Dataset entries
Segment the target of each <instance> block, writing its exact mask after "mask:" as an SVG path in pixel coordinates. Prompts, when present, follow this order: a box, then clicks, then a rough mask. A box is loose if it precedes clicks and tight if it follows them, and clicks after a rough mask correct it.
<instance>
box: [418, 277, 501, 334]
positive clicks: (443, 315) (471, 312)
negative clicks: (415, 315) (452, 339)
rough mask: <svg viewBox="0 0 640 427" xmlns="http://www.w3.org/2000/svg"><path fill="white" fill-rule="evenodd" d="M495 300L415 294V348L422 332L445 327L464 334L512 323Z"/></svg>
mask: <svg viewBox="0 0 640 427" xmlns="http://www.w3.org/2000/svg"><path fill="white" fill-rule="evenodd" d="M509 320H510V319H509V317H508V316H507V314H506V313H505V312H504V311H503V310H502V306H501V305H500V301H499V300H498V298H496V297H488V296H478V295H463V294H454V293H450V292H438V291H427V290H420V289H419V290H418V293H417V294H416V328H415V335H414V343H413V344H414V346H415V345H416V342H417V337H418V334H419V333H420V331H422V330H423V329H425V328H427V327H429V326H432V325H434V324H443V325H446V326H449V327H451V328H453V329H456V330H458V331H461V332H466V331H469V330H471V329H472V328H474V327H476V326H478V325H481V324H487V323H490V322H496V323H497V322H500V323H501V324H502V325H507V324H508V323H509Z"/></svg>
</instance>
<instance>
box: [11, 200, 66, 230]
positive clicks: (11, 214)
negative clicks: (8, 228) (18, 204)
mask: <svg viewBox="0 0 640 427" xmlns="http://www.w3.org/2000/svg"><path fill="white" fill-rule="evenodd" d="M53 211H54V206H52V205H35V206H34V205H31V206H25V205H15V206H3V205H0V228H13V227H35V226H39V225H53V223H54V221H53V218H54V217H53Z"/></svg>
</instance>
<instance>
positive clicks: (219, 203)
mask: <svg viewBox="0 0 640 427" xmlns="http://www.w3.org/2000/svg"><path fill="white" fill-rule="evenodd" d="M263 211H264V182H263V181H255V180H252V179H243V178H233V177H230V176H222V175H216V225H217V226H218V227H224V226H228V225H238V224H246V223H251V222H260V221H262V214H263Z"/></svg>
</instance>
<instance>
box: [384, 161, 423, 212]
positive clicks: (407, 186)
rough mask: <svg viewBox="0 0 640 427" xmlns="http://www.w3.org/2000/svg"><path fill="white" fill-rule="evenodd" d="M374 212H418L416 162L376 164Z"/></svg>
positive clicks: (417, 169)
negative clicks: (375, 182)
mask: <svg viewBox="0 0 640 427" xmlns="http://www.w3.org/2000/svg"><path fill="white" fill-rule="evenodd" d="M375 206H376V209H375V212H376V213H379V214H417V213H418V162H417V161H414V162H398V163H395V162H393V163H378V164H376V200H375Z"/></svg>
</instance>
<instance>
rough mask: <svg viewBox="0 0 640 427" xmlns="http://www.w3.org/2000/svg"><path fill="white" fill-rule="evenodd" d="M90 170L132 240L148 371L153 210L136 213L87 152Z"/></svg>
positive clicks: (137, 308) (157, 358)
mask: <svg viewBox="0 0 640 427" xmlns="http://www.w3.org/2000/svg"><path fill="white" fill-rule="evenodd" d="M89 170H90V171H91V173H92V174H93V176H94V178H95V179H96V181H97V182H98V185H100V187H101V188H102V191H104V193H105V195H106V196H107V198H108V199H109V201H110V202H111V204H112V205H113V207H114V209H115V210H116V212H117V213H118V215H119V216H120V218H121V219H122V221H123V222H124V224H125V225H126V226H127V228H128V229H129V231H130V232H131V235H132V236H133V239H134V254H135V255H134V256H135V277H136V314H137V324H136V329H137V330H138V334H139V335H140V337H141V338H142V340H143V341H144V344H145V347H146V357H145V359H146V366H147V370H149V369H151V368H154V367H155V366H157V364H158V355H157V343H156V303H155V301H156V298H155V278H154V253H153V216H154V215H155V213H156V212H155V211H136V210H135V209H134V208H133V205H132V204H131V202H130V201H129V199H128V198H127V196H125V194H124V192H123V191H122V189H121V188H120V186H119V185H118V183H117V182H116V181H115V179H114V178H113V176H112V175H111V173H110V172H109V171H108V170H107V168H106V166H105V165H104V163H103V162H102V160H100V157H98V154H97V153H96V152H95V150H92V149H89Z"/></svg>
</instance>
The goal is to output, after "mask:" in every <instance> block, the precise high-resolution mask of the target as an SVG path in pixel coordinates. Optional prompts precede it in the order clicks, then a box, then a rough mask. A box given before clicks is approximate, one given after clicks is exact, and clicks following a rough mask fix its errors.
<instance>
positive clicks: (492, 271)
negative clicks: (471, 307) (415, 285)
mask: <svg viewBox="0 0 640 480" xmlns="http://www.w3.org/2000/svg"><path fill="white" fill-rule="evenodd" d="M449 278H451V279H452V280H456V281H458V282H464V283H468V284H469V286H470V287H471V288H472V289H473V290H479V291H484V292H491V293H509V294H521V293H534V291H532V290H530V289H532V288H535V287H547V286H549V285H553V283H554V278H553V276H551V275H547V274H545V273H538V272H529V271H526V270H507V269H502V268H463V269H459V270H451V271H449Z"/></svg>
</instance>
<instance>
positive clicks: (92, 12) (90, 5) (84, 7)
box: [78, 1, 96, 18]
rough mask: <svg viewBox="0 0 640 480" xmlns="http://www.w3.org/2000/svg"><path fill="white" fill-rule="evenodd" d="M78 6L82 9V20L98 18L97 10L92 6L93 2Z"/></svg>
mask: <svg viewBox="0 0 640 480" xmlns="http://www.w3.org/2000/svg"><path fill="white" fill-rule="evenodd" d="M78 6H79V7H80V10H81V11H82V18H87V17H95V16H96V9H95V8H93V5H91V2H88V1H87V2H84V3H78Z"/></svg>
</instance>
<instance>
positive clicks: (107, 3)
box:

Work item
After reading the lines above, reproduce them all exactly.

Reply to the task
Segment the target of each <instance> block, writing its exact mask after "mask:" as an SVG path in pixel coordinates. Prompts, when present, follow this order: a box, then clicks, then a rough mask. A box is loose if it precedes clicks and tight if it follows them, and clicks after a rough mask correct it.
<instance>
box: [418, 277, 501, 334]
positive clicks: (443, 315) (471, 312)
negative clicks: (415, 315) (452, 339)
rough mask: <svg viewBox="0 0 640 427" xmlns="http://www.w3.org/2000/svg"><path fill="white" fill-rule="evenodd" d="M495 300L415 294V348L422 332L445 327L464 334L512 323Z"/></svg>
mask: <svg viewBox="0 0 640 427" xmlns="http://www.w3.org/2000/svg"><path fill="white" fill-rule="evenodd" d="M509 320H510V319H509V317H508V316H507V314H506V313H505V312H504V311H503V310H502V306H501V305H500V301H499V300H498V298H496V297H488V296H478V295H463V294H454V293H450V292H438V291H427V290H420V289H419V290H418V293H417V294H416V328H415V335H414V343H413V344H414V346H415V345H416V342H417V337H418V334H419V333H420V331H422V330H423V329H425V328H427V327H429V326H432V325H434V324H443V325H446V326H449V327H451V328H453V329H456V330H458V331H461V332H466V331H469V330H471V329H472V328H474V327H476V326H478V325H481V324H487V323H490V322H496V323H497V322H500V323H501V324H502V325H507V324H508V323H509Z"/></svg>
</instance>
<instance>
box: [11, 200, 66, 230]
positive clicks: (11, 214)
negative clicks: (8, 228) (18, 204)
mask: <svg viewBox="0 0 640 427" xmlns="http://www.w3.org/2000/svg"><path fill="white" fill-rule="evenodd" d="M53 211H54V206H52V205H35V206H34V205H31V206H25V205H15V206H3V205H0V228H13V227H35V226H39V225H53V223H54V221H53V218H54V217H53Z"/></svg>
</instance>
<instance>
positive clicks: (219, 203)
mask: <svg viewBox="0 0 640 427" xmlns="http://www.w3.org/2000/svg"><path fill="white" fill-rule="evenodd" d="M263 211H264V182H263V181H255V180H252V179H243V178H233V177H230V176H222V175H216V225H217V226H218V227H224V226H228V225H238V224H246V223H251V222H260V221H262V214H263Z"/></svg>
</instance>
<instance>
box: [384, 161, 423, 212]
positive clicks: (407, 186)
rough mask: <svg viewBox="0 0 640 427" xmlns="http://www.w3.org/2000/svg"><path fill="white" fill-rule="evenodd" d="M374 212H418L416 162L376 164Z"/></svg>
positive clicks: (417, 169)
negative clicks: (375, 182)
mask: <svg viewBox="0 0 640 427" xmlns="http://www.w3.org/2000/svg"><path fill="white" fill-rule="evenodd" d="M375 206H376V209H375V212H376V213H379V214H417V213H418V162H417V161H414V162H398V163H395V162H393V163H378V164H376V200H375Z"/></svg>
</instance>
<instance>
rough mask: <svg viewBox="0 0 640 427" xmlns="http://www.w3.org/2000/svg"><path fill="white" fill-rule="evenodd" d="M90 170L132 240L148 371L153 210L136 213L87 152Z"/></svg>
positive clicks: (137, 308) (157, 358)
mask: <svg viewBox="0 0 640 427" xmlns="http://www.w3.org/2000/svg"><path fill="white" fill-rule="evenodd" d="M89 170H90V171H91V173H92V174H93V176H94V178H95V179H96V181H97V182H98V185H100V187H101V188H102V191H104V193H105V195H106V196H107V198H108V199H109V201H110V202H111V204H112V205H113V207H114V209H115V210H116V212H117V213H118V215H119V216H120V218H121V219H122V221H123V222H124V224H125V225H126V226H127V228H128V229H129V231H130V232H131V235H132V236H133V239H134V254H135V255H134V256H135V277H136V314H137V324H136V329H137V330H138V334H139V335H140V337H141V338H142V340H143V341H144V344H145V347H146V357H145V359H146V366H147V370H149V369H151V368H154V367H155V366H157V364H158V355H157V343H156V303H155V301H156V298H155V278H154V253H153V216H154V215H155V213H156V212H155V211H136V210H135V209H134V208H133V205H132V204H131V202H130V201H129V199H128V198H127V196H125V194H124V192H123V191H122V189H121V188H120V186H119V185H118V183H117V182H116V181H115V179H114V178H113V176H112V175H111V173H110V172H109V171H108V170H107V168H106V166H105V165H104V163H103V162H102V160H100V157H98V154H97V153H96V152H95V150H92V149H89Z"/></svg>
</instance>
The goal is to output, after "mask:" in every <instance> block, the precise high-resolution mask of the target as an SVG path in pixel coordinates. Optional prompts precede it in the order clicks, then a box, then a rough mask. A box given before clicks is approximate, one given after clicks is exact, and clicks following a rough mask fix its errors.
<instance>
positive clicks: (492, 271)
negative clicks: (471, 307) (415, 285)
mask: <svg viewBox="0 0 640 480" xmlns="http://www.w3.org/2000/svg"><path fill="white" fill-rule="evenodd" d="M449 278H451V279H452V280H456V281H458V282H464V283H468V284H469V286H470V287H471V288H472V289H473V290H479V291H484V292H491V293H509V294H521V293H534V291H532V290H530V289H532V288H535V287H547V286H549V285H553V283H554V278H553V276H551V275H547V274H545V273H538V272H529V271H526V270H507V269H502V268H463V269H459V270H451V271H449Z"/></svg>
</instance>
<instance>
positive clicks: (92, 12) (90, 5) (84, 7)
box: [78, 1, 96, 18]
rough mask: <svg viewBox="0 0 640 480" xmlns="http://www.w3.org/2000/svg"><path fill="white" fill-rule="evenodd" d="M78 6L82 9V20L98 18L97 10L92 6L93 2Z"/></svg>
mask: <svg viewBox="0 0 640 480" xmlns="http://www.w3.org/2000/svg"><path fill="white" fill-rule="evenodd" d="M78 6H79V7H80V10H81V11H82V18H87V17H95V16H96V9H95V8H93V5H91V2H88V1H87V2H84V3H78Z"/></svg>
</instance>
<instance>
positive clicks: (107, 3)
box:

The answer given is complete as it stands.